■ **WHAT THE TASK ASKS**
Pull out each line of the data below that contains the string "tree", and copy every such line in full. Treat the match as case-sensitive.

■ **SOURCE DATA**
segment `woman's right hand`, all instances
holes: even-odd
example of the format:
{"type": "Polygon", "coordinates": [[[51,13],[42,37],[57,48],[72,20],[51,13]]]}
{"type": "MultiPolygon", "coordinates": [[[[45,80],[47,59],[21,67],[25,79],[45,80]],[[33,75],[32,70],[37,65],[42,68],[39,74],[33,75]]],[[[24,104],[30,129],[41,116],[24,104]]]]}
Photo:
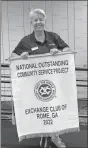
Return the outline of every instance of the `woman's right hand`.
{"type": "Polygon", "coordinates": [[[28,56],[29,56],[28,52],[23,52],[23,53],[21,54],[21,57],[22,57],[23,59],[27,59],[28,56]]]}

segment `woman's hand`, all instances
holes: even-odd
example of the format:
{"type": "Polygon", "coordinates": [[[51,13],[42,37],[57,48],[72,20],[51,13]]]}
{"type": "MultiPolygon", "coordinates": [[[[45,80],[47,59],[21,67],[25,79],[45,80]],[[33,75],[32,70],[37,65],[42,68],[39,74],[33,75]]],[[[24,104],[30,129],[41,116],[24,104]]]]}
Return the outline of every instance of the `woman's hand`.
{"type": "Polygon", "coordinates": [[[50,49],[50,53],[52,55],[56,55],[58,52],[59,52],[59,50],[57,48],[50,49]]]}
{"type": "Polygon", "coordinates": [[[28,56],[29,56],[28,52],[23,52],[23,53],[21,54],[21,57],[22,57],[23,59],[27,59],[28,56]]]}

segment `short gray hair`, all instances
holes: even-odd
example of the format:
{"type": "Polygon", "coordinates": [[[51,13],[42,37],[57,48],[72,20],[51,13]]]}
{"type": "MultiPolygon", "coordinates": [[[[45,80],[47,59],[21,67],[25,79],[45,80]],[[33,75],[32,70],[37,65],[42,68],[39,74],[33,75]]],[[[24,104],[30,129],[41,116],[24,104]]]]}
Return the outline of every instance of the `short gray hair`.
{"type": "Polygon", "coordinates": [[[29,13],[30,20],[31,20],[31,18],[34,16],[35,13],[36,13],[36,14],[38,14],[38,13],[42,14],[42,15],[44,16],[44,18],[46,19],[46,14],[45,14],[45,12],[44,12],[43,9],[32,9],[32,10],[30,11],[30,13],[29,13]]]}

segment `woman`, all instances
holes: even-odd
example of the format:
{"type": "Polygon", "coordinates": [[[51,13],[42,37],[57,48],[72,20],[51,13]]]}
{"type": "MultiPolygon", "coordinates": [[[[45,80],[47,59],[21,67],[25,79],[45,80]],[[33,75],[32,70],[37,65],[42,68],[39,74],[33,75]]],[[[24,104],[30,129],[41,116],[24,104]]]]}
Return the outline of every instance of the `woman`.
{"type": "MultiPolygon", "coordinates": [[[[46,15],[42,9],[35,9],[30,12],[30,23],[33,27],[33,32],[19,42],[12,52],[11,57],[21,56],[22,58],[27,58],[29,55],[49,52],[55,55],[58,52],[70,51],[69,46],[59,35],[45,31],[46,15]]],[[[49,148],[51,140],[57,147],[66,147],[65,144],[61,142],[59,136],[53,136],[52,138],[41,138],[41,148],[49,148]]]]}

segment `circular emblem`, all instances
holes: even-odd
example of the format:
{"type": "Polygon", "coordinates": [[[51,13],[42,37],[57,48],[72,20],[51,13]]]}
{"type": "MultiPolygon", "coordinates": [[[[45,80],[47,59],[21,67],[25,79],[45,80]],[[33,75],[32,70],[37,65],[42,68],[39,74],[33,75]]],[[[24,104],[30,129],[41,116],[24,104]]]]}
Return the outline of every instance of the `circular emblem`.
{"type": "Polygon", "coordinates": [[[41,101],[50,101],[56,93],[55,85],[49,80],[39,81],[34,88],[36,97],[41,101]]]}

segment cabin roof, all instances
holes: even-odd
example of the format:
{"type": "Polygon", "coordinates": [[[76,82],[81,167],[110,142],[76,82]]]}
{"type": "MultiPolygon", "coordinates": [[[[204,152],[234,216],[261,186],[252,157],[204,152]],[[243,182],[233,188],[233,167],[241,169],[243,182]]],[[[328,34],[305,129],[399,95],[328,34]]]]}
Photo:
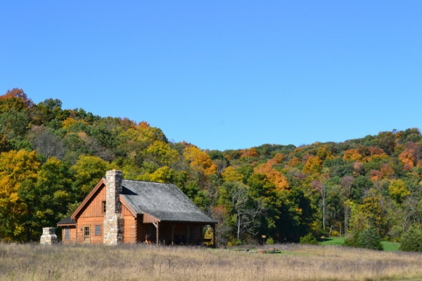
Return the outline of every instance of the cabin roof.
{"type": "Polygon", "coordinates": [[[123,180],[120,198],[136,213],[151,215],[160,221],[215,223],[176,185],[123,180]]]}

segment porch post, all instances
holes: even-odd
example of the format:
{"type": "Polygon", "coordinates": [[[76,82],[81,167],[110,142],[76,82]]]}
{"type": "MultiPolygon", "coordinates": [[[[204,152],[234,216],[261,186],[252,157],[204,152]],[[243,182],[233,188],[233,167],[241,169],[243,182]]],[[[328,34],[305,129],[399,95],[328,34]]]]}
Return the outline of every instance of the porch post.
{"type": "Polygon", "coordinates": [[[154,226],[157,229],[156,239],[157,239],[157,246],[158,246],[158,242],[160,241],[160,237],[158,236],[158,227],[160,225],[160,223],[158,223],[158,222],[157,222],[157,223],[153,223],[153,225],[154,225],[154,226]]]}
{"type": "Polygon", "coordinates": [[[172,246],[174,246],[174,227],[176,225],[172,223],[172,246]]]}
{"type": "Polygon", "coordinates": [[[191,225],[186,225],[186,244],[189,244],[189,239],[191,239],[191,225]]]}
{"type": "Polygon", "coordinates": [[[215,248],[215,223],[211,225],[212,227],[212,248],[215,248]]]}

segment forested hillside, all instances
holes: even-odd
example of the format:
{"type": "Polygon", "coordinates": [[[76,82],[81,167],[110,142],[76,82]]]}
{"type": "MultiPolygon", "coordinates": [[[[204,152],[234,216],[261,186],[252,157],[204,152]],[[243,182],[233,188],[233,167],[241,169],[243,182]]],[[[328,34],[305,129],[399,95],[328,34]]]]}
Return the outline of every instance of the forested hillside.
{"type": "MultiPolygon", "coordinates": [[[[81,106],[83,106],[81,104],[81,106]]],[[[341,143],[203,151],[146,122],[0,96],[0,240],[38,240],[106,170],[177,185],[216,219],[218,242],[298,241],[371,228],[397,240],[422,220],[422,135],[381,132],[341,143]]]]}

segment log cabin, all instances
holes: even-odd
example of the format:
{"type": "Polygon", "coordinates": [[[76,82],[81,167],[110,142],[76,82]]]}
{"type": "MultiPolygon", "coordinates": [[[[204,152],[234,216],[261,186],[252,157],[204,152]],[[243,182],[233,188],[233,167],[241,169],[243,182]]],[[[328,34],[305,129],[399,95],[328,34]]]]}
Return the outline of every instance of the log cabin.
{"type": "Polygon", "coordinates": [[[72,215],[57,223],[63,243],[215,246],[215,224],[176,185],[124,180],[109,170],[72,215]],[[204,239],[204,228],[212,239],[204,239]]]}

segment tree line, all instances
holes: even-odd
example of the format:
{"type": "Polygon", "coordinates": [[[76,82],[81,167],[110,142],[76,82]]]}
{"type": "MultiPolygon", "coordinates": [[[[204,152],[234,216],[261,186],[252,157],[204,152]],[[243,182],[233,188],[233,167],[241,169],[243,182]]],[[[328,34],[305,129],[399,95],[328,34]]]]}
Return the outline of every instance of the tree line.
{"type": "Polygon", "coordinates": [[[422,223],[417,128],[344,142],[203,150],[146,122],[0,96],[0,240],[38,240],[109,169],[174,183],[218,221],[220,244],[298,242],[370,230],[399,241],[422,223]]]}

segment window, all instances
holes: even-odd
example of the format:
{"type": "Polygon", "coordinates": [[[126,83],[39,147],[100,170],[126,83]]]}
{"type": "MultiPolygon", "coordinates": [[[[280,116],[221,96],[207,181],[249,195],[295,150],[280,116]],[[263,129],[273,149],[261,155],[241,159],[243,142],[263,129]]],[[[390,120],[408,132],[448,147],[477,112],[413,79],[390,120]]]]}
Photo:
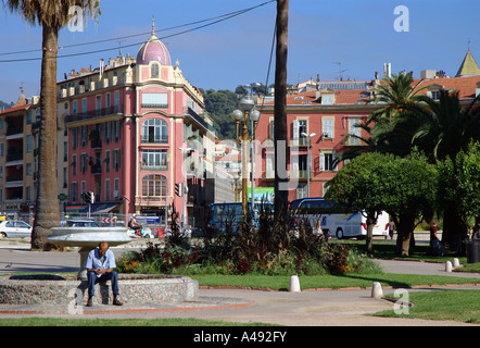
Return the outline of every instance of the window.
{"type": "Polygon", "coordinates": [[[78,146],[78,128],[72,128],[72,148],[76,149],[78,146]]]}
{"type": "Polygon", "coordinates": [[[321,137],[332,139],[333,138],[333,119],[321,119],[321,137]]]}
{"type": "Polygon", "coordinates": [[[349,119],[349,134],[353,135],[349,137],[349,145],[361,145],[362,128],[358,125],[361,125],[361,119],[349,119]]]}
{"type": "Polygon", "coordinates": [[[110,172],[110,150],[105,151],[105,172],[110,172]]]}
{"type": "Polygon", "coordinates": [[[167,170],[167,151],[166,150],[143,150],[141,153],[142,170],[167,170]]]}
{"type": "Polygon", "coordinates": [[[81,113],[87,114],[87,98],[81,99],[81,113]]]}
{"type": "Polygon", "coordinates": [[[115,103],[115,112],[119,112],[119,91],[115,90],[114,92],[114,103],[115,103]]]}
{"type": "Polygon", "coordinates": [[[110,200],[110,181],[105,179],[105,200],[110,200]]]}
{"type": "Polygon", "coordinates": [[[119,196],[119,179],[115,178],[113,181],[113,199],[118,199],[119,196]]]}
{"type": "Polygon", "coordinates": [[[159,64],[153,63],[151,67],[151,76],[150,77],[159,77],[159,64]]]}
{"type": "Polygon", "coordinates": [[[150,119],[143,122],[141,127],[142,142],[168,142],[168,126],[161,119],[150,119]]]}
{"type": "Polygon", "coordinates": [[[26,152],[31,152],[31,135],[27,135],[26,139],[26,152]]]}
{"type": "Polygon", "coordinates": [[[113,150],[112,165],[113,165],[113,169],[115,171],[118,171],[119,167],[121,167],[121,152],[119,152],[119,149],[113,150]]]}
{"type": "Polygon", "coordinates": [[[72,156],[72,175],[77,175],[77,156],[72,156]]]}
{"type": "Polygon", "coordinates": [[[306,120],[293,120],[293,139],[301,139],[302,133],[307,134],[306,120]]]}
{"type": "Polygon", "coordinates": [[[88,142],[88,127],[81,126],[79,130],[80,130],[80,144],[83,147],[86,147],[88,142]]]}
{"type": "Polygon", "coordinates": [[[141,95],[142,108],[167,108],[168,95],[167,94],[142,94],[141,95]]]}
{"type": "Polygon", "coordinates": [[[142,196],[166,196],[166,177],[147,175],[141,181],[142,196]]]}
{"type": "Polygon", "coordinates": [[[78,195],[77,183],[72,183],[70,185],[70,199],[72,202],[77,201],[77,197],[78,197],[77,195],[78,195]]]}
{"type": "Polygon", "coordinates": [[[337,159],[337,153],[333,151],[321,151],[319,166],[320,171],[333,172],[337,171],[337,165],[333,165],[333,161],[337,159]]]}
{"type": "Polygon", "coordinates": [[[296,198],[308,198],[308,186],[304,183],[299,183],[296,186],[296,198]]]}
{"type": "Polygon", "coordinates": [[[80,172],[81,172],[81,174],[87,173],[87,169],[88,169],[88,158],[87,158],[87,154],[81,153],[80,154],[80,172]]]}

■ **WRITTEN RESPONSE**
segment tree line, all instances
Return the outline of every instance of the tree line.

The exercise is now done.